Début décembre, j’ai participé à la 2ème rencontre sur les non-monogamies des pays catalans : Eixams (« Essaims », en français). Comme je le dis souvent, les seuls espaces que je considère « safe » [1] que je connaisse, concernant les non-monogamies, sont ceux organisés par l’Eixams et par Amors Plurals, en Catalogne. Ce qui ne veut pas dire que toutes les toutes les personnes qui y participent sont « safe », mais que l’espace l’est, parce que l’équipe organisatrice fait tout pour que cela soit ainsi. Je constate, dans la société catalane, une prise de conscience et des actions féministes efficaces, qui existent depuis bien plus longtemps qu’en France.

Lors de cette rencontre, différents ateliers, groupes de parole ou présentations, « Qui portent sur un des 4 axes principaux d’Eixams [2] sont proposés sous la forme d’un tableau horaire, sur les trois jours, à compléter par qui souhaite prendre en charge une activité. L’organisation se réserve le droit de superviser le contenu des activités afin d’assurer leur conformité aux principes éthiques et aux objectifs de l’événement.

Sur la plage web de l’événement, l’organisation [3] publie un code de conduite que tout le monde doit lire et approuver avant de s’inscrire, qui est affiché pendant tout le temps de l’événement et auquel on se rapporte dès qu’il y a un dysfonctionnement. J’ai été témoin de comment, à plusieurs reprises, des membres de l’équipe organisatrice intervenaient pour rappeler certains aspects du code de conduite qui n’étaient pas respectés, comme, par exemple, le fait de prendre des photos sans consentement préalable.

La veille du dernier jour, j’ai été victime d’une agression verbale, et également témoin de comment celle-ci a été gérée par l’équipe organisatrice et de combien cela m’a été psychologiquement extrêmement bénéfique. Je voulais partager mon expérience, parce que suite mon intervention lors de la 2e conférence sur les non-monogamies à Vienne, des personnes m’ont approchée ou m’ont écrit pour me demander des conseils pour rendre ces relations et ces espaces libres de violences.

L’agression verbale :

Dès le premier jour de l’évènement, sur le tableau horaire, j’avais proposé une activité non mixte, intitulée « thérapie féministe » et portant sur les violences faites aux femmes, qui devait avoir lieu le dernier jour.

■ Consignes ■
a. Remplacez « tableau horaire » par « planning » dans le passage du texte qui va de « Dès le premier » jusqu'à « le dernier jour. » inclus, puis recopiez ce passage.
b. Relevez toutes les formes d'activités que le texte cite comme proposées sur le tableau horaire de la rencontre.

■ Données fournies ■
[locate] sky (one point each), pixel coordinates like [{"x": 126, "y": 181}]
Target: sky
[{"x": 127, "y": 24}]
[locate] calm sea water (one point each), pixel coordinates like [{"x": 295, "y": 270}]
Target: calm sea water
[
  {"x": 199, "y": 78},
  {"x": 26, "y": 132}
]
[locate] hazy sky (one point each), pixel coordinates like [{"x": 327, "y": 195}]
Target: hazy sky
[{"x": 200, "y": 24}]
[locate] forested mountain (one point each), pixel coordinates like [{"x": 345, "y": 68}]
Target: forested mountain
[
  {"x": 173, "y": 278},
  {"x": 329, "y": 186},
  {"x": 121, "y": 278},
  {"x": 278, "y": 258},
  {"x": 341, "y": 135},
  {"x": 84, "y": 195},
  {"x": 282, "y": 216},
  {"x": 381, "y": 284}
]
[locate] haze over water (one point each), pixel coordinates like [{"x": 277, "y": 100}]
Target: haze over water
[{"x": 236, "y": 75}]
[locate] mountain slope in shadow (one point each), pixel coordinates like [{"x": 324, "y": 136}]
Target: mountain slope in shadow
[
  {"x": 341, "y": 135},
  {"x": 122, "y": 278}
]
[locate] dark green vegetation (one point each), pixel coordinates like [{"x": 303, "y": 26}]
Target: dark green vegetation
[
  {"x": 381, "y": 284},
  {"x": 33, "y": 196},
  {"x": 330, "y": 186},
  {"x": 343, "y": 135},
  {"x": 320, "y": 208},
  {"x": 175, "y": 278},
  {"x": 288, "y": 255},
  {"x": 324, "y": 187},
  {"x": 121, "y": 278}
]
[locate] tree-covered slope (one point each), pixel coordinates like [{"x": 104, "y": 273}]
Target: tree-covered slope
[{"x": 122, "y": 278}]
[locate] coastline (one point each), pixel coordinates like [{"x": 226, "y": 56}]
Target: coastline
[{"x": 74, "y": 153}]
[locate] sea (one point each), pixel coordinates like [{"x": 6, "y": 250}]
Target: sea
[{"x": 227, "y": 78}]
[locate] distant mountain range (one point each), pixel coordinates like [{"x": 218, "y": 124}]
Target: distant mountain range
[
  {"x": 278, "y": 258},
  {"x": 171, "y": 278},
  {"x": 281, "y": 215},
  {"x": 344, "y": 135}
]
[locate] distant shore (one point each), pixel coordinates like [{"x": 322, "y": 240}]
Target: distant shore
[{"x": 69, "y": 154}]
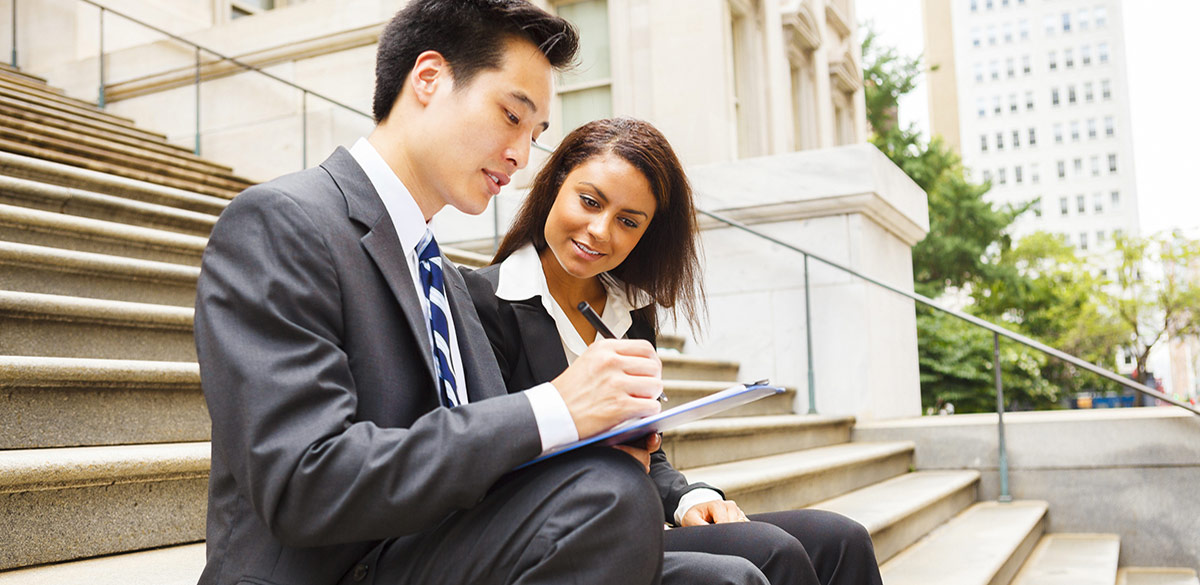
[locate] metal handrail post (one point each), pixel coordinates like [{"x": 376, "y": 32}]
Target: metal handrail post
[
  {"x": 1005, "y": 496},
  {"x": 304, "y": 130},
  {"x": 197, "y": 101},
  {"x": 13, "y": 32},
  {"x": 808, "y": 344},
  {"x": 101, "y": 59}
]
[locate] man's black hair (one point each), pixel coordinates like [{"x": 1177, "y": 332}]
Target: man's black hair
[{"x": 471, "y": 35}]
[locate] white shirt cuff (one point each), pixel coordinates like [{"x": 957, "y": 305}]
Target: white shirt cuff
[
  {"x": 699, "y": 495},
  {"x": 555, "y": 422}
]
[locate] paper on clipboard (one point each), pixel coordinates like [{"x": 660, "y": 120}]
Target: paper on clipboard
[{"x": 670, "y": 418}]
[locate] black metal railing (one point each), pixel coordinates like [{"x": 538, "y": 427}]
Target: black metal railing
[{"x": 996, "y": 333}]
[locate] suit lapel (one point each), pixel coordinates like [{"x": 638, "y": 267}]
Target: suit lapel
[
  {"x": 381, "y": 242},
  {"x": 539, "y": 336}
]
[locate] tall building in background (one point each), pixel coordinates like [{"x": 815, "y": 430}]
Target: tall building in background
[{"x": 1033, "y": 95}]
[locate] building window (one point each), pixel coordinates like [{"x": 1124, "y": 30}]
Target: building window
[{"x": 586, "y": 92}]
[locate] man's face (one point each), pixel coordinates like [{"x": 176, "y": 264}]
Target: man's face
[{"x": 478, "y": 136}]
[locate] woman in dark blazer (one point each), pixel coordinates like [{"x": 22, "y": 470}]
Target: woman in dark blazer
[{"x": 610, "y": 221}]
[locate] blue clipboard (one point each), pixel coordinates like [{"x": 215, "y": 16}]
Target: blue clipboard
[{"x": 670, "y": 418}]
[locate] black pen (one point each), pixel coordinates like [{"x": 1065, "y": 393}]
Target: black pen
[{"x": 594, "y": 319}]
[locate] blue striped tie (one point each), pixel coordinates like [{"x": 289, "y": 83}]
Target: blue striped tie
[{"x": 435, "y": 290}]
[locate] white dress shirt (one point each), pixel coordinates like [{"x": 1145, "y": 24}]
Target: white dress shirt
[
  {"x": 522, "y": 278},
  {"x": 555, "y": 423}
]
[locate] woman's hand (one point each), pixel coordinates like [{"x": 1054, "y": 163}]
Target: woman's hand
[
  {"x": 713, "y": 512},
  {"x": 653, "y": 441}
]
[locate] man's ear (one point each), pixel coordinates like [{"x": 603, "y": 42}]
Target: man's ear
[{"x": 430, "y": 71}]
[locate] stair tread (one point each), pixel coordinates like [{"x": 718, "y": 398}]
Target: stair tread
[
  {"x": 970, "y": 549},
  {"x": 883, "y": 504},
  {"x": 1157, "y": 576},
  {"x": 73, "y": 466},
  {"x": 166, "y": 566},
  {"x": 773, "y": 469},
  {"x": 1072, "y": 559}
]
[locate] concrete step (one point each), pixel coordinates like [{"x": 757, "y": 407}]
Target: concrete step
[
  {"x": 681, "y": 367},
  {"x": 799, "y": 478},
  {"x": 58, "y": 402},
  {"x": 983, "y": 546},
  {"x": 72, "y": 201},
  {"x": 1068, "y": 559},
  {"x": 65, "y": 326},
  {"x": 47, "y": 97},
  {"x": 720, "y": 440},
  {"x": 36, "y": 116},
  {"x": 166, "y": 566},
  {"x": 63, "y": 504},
  {"x": 97, "y": 236},
  {"x": 685, "y": 391},
  {"x": 55, "y": 271},
  {"x": 1157, "y": 576},
  {"x": 897, "y": 512},
  {"x": 65, "y": 175},
  {"x": 114, "y": 155},
  {"x": 85, "y": 162}
]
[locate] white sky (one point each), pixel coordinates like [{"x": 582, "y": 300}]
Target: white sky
[{"x": 1163, "y": 89}]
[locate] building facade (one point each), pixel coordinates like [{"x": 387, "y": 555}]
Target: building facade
[{"x": 1033, "y": 95}]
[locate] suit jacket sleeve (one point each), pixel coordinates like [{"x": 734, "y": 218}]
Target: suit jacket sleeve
[{"x": 270, "y": 332}]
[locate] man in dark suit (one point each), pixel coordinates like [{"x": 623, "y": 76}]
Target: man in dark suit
[{"x": 360, "y": 428}]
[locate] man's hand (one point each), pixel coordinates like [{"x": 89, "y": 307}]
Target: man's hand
[
  {"x": 611, "y": 381},
  {"x": 653, "y": 441},
  {"x": 714, "y": 512}
]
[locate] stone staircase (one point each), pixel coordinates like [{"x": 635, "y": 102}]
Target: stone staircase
[{"x": 103, "y": 430}]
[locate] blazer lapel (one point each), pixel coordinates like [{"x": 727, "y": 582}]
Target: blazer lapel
[
  {"x": 382, "y": 242},
  {"x": 539, "y": 336}
]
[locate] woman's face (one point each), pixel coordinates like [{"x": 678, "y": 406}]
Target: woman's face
[{"x": 601, "y": 211}]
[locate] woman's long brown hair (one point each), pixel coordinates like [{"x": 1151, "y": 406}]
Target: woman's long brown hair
[{"x": 665, "y": 263}]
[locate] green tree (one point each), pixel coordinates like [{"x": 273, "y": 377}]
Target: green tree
[{"x": 1158, "y": 293}]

■ Corrigé ■
a.
Dès le premier jour de l’évènement, sur le planning, j’avais proposé une activité non mixte, intitulée « thérapie féministe » et portant sur les violences faites aux femmes, qui devait avoir lieu le dernier jour.

b. ateliers, groupes de parole, présentations